Report only the number of lines in the records below that contain the string "written", matching case exactly.
>>>>
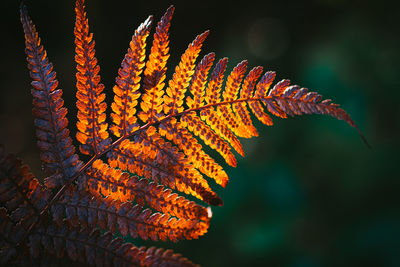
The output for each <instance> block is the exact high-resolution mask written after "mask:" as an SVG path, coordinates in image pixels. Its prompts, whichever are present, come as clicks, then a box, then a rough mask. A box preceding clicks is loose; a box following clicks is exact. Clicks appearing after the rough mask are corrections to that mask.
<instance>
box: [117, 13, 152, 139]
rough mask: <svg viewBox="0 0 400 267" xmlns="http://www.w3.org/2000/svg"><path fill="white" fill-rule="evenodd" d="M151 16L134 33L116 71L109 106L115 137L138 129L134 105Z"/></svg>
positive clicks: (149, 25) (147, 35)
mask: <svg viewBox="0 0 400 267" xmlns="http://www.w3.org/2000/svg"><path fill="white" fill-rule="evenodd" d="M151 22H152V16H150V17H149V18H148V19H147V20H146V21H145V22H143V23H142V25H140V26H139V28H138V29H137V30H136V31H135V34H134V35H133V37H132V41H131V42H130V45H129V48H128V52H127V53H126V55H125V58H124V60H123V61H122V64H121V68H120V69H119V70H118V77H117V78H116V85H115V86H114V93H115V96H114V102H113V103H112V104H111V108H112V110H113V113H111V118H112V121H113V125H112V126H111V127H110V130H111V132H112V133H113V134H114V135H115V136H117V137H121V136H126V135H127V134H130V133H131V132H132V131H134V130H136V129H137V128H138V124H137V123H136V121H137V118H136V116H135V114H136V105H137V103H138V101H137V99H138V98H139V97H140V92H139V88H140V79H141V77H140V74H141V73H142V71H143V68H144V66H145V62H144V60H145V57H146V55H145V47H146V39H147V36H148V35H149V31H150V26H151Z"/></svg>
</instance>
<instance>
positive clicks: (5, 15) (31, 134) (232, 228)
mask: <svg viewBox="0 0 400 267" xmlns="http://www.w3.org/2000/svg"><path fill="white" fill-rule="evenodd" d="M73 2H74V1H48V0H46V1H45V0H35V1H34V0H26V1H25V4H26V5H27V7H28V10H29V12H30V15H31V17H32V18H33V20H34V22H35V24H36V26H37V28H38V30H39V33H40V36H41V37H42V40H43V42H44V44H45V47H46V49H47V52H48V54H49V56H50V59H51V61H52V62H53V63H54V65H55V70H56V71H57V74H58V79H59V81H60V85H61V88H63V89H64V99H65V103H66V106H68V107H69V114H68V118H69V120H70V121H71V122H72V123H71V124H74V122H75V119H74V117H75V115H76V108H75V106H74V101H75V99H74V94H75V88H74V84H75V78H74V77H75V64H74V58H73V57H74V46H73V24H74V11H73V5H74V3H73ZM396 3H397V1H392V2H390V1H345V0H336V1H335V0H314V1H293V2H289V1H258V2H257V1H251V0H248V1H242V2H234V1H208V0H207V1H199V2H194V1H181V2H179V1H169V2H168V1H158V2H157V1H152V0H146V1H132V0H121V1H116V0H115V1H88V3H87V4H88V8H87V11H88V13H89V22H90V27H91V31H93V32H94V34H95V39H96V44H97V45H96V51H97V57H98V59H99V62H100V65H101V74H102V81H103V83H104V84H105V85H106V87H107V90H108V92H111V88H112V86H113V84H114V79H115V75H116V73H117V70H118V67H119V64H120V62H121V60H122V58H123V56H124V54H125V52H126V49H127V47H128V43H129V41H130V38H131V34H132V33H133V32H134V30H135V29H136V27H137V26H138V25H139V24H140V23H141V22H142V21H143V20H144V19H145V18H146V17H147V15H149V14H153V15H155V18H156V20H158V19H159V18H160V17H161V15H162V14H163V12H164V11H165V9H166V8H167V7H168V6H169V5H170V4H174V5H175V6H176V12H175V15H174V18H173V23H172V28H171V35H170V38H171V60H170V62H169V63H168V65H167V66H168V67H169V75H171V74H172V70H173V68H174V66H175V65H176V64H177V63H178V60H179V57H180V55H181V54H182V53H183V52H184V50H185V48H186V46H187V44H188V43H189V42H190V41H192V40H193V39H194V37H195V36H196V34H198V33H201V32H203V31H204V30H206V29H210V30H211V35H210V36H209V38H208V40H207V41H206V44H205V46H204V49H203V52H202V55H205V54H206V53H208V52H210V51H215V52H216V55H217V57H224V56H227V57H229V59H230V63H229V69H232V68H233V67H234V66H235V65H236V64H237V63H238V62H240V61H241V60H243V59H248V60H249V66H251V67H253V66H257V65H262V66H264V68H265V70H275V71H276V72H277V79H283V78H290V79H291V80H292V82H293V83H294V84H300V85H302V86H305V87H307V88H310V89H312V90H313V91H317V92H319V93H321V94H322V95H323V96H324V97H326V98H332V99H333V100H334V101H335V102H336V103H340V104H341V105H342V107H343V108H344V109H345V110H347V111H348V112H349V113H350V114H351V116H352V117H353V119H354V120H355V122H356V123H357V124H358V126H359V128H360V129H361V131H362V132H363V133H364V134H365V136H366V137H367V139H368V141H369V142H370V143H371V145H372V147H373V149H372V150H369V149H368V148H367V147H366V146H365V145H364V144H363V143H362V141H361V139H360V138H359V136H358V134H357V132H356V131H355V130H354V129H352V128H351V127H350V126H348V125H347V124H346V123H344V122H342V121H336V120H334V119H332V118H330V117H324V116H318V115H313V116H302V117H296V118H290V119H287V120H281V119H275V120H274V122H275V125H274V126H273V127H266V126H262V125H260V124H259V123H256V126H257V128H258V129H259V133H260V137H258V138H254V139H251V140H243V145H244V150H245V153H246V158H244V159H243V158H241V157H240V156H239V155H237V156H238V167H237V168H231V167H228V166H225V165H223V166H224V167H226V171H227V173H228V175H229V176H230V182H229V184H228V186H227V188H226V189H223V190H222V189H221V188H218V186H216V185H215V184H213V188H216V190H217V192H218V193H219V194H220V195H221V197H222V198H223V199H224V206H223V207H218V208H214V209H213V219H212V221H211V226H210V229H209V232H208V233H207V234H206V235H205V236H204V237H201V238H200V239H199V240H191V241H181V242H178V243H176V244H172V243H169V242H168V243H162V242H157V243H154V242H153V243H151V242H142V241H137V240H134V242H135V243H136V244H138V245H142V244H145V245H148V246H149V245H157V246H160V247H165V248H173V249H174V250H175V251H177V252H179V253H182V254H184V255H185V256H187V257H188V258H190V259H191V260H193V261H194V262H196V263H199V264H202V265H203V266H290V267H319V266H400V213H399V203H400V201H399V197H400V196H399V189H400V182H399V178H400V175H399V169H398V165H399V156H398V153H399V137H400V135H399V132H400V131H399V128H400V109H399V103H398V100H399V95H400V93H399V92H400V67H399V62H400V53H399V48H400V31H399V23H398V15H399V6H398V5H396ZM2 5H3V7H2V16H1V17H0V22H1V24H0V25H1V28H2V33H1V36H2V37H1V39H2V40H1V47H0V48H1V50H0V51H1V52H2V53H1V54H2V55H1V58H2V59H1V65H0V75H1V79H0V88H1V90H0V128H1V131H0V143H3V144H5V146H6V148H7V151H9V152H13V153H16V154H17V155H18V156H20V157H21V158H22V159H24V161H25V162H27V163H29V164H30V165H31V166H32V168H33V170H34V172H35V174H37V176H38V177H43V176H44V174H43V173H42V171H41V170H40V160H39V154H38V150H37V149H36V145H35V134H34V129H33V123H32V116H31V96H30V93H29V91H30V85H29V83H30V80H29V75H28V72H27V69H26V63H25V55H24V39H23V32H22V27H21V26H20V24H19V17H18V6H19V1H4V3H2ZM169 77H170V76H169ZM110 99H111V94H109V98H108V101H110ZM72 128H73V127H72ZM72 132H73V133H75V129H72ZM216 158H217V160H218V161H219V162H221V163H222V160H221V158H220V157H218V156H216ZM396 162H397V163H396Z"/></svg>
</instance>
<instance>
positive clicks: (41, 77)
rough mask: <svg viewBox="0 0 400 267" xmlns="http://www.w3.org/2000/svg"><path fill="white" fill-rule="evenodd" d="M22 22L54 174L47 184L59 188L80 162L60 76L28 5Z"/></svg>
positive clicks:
<<<<
>>>>
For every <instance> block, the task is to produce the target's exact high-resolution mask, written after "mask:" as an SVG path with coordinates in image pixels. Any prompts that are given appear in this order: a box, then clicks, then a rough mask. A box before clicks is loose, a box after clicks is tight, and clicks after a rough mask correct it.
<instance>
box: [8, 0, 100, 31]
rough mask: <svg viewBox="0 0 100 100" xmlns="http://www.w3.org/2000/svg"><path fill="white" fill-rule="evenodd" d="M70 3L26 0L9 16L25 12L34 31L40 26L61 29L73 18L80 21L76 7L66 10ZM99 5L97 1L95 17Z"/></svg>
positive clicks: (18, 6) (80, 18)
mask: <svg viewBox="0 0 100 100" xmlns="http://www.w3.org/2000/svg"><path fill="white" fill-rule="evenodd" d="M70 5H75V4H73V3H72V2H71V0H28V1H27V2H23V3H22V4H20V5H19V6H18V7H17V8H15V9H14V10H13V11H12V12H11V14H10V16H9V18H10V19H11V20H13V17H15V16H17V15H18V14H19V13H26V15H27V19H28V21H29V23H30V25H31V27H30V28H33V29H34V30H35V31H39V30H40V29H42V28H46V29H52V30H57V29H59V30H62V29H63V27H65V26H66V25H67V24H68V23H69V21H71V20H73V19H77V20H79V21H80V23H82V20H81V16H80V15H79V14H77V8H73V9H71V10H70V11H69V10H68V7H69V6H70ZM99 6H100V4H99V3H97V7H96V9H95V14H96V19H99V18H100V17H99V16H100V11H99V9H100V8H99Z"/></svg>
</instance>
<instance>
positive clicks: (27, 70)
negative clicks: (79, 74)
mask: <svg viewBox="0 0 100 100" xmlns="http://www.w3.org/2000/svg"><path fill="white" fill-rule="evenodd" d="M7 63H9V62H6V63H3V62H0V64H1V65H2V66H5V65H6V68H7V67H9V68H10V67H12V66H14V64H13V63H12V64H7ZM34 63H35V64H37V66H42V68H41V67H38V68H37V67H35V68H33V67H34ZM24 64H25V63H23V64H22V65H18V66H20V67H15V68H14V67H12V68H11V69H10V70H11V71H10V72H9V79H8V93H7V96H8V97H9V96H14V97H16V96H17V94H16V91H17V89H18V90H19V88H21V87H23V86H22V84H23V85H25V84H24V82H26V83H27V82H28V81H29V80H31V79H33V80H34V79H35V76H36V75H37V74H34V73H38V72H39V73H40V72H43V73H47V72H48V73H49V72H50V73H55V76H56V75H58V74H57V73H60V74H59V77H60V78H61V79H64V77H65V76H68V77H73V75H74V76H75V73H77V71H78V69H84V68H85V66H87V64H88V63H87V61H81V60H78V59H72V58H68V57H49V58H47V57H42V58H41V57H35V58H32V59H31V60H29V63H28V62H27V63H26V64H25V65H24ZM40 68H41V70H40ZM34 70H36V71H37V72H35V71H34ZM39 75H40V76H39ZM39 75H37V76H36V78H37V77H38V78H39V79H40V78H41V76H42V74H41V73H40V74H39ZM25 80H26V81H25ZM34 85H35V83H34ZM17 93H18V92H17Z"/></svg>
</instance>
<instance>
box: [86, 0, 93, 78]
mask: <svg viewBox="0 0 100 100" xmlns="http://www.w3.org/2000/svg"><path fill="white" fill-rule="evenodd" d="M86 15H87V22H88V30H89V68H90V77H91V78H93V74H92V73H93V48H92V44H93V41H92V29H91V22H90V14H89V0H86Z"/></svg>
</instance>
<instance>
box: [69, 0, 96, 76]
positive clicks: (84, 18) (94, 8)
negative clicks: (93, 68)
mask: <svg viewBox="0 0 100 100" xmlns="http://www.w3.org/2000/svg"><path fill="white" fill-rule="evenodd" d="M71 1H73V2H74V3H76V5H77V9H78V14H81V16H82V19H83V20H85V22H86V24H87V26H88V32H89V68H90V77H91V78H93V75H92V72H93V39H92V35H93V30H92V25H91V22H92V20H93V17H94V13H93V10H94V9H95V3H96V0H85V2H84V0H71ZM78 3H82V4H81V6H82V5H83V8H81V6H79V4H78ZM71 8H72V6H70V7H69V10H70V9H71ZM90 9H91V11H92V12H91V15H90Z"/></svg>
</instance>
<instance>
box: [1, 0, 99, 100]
<<<<
>>>>
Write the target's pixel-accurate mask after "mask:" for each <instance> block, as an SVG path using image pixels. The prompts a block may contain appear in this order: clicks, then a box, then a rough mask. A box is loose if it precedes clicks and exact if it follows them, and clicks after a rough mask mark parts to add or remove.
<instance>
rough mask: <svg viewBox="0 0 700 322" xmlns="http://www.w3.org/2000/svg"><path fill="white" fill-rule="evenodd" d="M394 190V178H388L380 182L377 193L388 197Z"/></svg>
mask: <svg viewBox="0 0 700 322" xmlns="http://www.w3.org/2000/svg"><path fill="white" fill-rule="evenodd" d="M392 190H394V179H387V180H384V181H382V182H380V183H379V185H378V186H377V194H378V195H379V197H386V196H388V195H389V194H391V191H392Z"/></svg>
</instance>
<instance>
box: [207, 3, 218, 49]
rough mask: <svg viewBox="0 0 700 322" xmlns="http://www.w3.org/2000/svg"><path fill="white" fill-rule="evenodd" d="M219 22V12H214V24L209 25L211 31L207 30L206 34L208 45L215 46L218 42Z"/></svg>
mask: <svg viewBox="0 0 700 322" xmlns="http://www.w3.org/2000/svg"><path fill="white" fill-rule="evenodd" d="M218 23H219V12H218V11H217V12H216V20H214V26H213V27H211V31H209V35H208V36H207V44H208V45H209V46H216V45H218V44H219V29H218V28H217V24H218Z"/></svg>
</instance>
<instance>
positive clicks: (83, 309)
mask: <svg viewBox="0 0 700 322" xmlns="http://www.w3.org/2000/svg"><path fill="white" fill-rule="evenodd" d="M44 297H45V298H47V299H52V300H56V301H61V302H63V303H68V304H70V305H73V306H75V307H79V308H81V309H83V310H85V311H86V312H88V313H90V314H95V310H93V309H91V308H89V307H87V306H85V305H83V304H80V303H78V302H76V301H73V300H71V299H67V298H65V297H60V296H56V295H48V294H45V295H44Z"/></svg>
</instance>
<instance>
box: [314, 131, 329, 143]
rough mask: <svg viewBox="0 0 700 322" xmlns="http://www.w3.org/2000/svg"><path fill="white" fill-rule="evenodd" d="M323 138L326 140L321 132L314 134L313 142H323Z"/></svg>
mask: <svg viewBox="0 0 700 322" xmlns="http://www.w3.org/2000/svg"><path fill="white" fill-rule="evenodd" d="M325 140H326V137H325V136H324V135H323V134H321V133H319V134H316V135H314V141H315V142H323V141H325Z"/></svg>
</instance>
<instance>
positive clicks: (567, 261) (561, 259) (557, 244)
<<<<
## [Problem solution]
2